— Start of Input rows —

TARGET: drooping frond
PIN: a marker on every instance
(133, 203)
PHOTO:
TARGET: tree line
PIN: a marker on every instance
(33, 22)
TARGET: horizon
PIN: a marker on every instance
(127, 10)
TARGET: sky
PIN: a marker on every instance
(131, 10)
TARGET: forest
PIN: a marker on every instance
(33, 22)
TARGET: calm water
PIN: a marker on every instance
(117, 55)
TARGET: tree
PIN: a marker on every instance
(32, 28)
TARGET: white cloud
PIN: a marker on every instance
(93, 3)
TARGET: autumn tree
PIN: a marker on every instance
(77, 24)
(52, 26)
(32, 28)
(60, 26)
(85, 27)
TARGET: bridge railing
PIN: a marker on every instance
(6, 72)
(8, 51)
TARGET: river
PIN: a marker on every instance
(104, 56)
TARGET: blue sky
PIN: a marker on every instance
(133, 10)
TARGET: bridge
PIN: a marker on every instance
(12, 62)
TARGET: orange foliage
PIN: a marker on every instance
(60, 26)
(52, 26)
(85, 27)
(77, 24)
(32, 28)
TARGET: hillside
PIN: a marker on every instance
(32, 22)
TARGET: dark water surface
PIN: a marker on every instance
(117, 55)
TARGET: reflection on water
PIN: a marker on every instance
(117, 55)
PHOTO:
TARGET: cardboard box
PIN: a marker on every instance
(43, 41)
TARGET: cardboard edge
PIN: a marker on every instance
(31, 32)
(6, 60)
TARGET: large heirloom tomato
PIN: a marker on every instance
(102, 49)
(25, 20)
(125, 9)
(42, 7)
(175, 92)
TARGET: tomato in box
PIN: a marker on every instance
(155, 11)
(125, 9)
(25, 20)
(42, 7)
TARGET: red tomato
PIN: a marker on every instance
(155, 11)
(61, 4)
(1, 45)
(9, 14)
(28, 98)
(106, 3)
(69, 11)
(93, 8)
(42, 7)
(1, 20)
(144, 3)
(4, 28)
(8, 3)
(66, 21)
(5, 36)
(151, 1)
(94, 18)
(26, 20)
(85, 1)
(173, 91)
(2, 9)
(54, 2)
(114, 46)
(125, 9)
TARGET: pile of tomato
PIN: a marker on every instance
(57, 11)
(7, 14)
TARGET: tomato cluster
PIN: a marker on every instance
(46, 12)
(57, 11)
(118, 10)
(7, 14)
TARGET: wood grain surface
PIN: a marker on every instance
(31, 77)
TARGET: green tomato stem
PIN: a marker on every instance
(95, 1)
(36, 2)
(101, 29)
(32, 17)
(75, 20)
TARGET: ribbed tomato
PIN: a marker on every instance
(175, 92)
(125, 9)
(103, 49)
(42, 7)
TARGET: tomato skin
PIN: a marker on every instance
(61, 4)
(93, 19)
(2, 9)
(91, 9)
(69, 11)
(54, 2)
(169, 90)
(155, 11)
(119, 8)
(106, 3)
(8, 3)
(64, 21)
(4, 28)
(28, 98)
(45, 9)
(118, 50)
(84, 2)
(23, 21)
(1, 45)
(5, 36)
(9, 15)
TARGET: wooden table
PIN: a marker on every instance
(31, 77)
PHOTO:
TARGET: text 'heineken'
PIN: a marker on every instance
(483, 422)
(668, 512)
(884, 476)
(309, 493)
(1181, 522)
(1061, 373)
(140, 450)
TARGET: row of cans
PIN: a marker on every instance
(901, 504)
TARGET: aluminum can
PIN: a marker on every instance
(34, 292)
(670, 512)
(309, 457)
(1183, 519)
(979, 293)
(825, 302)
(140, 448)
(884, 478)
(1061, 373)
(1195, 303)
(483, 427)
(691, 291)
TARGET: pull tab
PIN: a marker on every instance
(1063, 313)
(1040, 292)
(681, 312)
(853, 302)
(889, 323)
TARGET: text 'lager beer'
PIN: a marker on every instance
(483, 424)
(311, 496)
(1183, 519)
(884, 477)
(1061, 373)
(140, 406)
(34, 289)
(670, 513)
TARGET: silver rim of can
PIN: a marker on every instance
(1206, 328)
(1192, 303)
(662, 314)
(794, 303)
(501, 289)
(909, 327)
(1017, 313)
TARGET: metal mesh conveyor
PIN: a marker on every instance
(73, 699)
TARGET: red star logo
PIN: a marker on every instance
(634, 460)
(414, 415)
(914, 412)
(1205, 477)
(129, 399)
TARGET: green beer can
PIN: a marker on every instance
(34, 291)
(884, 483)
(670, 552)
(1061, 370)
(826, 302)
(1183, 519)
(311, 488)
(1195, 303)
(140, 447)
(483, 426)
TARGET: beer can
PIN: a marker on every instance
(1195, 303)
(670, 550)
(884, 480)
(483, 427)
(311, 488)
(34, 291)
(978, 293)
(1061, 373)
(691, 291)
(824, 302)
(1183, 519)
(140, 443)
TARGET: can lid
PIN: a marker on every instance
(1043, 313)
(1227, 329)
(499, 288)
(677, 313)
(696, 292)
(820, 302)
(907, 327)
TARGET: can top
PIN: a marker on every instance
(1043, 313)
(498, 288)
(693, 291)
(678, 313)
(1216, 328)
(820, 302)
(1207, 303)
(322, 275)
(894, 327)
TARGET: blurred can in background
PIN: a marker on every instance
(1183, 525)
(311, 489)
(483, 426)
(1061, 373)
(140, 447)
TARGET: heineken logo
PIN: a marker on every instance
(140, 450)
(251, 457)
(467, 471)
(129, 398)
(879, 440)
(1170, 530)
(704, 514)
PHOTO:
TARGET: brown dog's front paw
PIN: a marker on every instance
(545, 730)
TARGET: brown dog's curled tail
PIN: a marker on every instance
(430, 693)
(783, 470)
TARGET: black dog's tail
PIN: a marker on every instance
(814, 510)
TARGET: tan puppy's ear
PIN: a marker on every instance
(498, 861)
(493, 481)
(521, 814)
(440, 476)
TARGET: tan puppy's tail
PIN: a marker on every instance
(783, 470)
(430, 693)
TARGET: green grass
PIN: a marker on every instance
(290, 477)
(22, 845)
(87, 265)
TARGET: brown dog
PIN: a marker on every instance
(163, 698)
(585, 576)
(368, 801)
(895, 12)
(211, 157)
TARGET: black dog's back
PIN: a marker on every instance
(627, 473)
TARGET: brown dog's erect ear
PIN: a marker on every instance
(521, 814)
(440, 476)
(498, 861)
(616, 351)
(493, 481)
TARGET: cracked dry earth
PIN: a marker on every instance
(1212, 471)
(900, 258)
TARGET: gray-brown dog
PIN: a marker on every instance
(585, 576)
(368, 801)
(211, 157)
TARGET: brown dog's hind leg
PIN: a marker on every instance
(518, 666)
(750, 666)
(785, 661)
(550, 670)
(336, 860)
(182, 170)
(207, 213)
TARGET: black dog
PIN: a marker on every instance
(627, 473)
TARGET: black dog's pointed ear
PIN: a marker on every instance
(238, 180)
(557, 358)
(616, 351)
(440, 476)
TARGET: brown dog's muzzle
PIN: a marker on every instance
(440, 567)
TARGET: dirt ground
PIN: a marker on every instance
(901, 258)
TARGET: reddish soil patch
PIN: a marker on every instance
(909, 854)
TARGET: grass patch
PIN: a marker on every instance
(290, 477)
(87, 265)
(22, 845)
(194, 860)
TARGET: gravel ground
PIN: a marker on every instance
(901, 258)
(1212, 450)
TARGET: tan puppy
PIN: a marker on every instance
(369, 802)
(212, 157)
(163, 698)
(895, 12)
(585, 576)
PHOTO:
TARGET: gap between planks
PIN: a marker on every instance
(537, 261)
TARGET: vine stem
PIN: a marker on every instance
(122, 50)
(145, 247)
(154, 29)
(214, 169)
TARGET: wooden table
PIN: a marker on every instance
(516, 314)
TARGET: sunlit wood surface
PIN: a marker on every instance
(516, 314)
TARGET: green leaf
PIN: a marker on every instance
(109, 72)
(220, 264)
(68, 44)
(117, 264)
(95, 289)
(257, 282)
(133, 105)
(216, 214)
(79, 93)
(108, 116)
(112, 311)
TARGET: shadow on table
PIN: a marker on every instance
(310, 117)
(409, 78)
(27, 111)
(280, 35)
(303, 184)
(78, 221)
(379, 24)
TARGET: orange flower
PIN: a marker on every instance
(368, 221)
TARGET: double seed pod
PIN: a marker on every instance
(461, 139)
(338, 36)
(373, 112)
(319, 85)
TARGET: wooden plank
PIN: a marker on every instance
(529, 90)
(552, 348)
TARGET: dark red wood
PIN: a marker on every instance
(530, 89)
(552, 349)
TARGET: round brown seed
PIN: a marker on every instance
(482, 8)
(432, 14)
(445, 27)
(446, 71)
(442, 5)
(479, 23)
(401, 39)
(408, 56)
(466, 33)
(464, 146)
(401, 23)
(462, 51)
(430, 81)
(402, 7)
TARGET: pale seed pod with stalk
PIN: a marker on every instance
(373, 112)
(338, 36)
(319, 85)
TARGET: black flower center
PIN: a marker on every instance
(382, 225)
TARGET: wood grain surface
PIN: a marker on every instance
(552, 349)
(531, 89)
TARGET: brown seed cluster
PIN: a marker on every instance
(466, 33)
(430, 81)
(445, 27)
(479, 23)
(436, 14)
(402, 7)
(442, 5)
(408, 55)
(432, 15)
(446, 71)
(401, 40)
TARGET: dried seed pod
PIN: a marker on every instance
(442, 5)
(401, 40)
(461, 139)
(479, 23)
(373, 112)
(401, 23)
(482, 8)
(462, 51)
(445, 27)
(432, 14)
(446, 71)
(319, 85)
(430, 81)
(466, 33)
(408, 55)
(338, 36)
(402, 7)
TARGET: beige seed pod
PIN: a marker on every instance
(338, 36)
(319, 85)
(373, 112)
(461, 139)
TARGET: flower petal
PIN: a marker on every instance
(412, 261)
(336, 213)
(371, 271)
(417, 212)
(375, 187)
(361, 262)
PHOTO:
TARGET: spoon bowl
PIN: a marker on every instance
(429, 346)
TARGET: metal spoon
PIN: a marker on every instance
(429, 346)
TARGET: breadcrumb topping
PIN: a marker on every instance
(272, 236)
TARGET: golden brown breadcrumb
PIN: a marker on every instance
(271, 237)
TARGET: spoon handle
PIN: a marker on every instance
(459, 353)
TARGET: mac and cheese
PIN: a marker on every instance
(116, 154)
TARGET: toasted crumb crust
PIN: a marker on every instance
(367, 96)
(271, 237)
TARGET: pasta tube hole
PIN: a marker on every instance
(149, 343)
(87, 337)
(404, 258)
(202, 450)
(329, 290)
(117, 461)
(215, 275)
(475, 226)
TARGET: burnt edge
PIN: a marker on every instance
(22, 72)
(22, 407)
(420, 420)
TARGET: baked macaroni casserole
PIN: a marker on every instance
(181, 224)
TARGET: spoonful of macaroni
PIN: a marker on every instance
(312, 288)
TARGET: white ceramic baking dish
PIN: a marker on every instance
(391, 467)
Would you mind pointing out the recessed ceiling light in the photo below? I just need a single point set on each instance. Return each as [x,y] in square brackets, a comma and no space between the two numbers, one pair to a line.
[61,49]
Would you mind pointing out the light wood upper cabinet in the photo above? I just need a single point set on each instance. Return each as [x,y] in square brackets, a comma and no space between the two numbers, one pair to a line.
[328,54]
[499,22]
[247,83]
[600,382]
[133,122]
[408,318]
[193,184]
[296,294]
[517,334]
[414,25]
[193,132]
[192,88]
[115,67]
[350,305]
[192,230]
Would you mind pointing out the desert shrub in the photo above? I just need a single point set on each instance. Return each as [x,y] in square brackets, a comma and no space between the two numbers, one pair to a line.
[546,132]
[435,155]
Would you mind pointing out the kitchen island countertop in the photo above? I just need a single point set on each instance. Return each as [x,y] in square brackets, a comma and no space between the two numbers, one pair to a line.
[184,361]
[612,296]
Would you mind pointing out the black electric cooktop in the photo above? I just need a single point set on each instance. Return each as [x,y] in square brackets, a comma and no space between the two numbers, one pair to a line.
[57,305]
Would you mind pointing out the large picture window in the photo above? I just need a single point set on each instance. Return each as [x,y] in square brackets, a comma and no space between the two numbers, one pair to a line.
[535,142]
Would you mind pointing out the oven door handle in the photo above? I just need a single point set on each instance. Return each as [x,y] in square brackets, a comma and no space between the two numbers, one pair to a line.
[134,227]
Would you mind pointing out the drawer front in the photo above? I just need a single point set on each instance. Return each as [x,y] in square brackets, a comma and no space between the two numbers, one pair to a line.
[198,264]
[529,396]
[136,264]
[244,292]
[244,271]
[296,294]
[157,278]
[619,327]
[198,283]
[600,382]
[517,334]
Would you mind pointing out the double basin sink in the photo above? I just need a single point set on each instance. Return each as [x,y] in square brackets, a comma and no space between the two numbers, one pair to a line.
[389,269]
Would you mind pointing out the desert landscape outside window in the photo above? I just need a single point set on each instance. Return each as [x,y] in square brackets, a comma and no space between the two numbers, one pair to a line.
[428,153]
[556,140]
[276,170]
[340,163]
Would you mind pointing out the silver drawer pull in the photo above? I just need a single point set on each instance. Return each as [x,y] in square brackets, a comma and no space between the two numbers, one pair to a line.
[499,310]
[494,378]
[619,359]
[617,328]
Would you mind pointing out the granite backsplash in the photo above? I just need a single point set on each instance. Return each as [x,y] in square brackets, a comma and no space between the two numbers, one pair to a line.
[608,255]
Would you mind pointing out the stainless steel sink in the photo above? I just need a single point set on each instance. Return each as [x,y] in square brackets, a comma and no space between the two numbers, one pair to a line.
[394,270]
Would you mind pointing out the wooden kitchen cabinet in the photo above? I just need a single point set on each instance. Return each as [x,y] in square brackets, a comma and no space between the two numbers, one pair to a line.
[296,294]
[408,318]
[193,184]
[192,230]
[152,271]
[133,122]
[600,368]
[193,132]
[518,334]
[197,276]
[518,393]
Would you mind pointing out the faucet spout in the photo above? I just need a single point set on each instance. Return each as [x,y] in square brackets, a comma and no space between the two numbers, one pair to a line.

— End of Input rows —

What is asked: Swap "pointing out" for "marking" in the rows, from the line with "Would you mind pointing out the granite" through the end of the rows, and reproduce those lines with everything else unchanged.

Written response:
Would you mind marking the granite backsplash in the photo above? I just need a single point set on each instance. Return each as [x,y] in square brackets, a comma and no space between the two numbers, one pair to a line.
[608,255]
Would you mind marking the stainless steel sink in the photo above? I just need a single point set on each instance. Return each as [x,y] in square brackets, a comma and no space between the two numbers, one pair to a line.
[394,270]
Would you mind marking the wooden kitchen cabinet in the photo above? I just need a single point set on each instance. Return each as [x,y] in square brackets, a comma and no space between the two numbers, one pair to a line.
[296,294]
[408,318]
[193,184]
[192,230]
[152,271]
[133,122]
[600,368]
[193,132]
[518,334]
[197,276]
[518,393]
Would you mind marking the faucet spout in the photo above? I just need a single point set on each instance. Return each as [x,y] in square brackets, a comma and no space between the two numbers, one pair to a line.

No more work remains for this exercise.